- Extracted text -
From: Michael \(michka\) Kaplan (michka@trigeminal.com)
Date: Mon Apr 28 2003 - 01:45:47 EDT
I would not go that far, John.
Dead keys are fine when they are intuitive and what the user expects -- and
in a lot of Europs this is indeed the case.
"Keyboard mappers" and Unicode in no way change these facts, and to tell you
the tuth I have trouble seeing them as even being related at all (dead key
entries have been in Unicode since NT 3.1 on all NT-based systems, and show
no sign of slowing down).
I disagree with the general thrust of Thomas Milo's comments (after speaking
with several friends of mine in the Netherlands), but that has little to do
with the fact that dead keys are about as prehistoric as any functionality
that is used by hundreds of thousands of users? :-)

- Supplied information -
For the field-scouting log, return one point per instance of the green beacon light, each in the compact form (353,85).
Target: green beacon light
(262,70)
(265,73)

- Problems to work on -
1) Answer these questions using the message about dead keys:
(a) Since which version have dead key entries been in Unicode on all NT-based systems?
(b) With whom did the writer speak before disagreeing with Thomas Milo's comments?
(c) Under what conditions are dead keys fine?
2) In the message about dead keys, why does the writer have trouble seeing keyboard mappers and Unicode as related to dead keys?

- Task-by-task results -
1)
(a) Since NT 3.1.
(b) With several friends in the Netherlands.
(c) When they are intuitive and what the user expects.

2) Dead key entries have been in Unicode on all NT-based systems since NT 3.1 and show no sign of slowing down. Because of this, the writer holds that keyboard mappers and Unicode do not change the facts about dead keys.